**What is asked**
Print all entries word for word.

Rows from a dataset
──────

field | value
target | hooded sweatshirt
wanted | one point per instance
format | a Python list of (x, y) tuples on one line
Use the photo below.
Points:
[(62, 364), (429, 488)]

──────

**Task result**
field | value
target | hooded sweatshirt
wanted | one point per instance
format | a Python list of (x, y) tuples on one line
Use the photo below.
Points:
[(62, 364), (429, 488)]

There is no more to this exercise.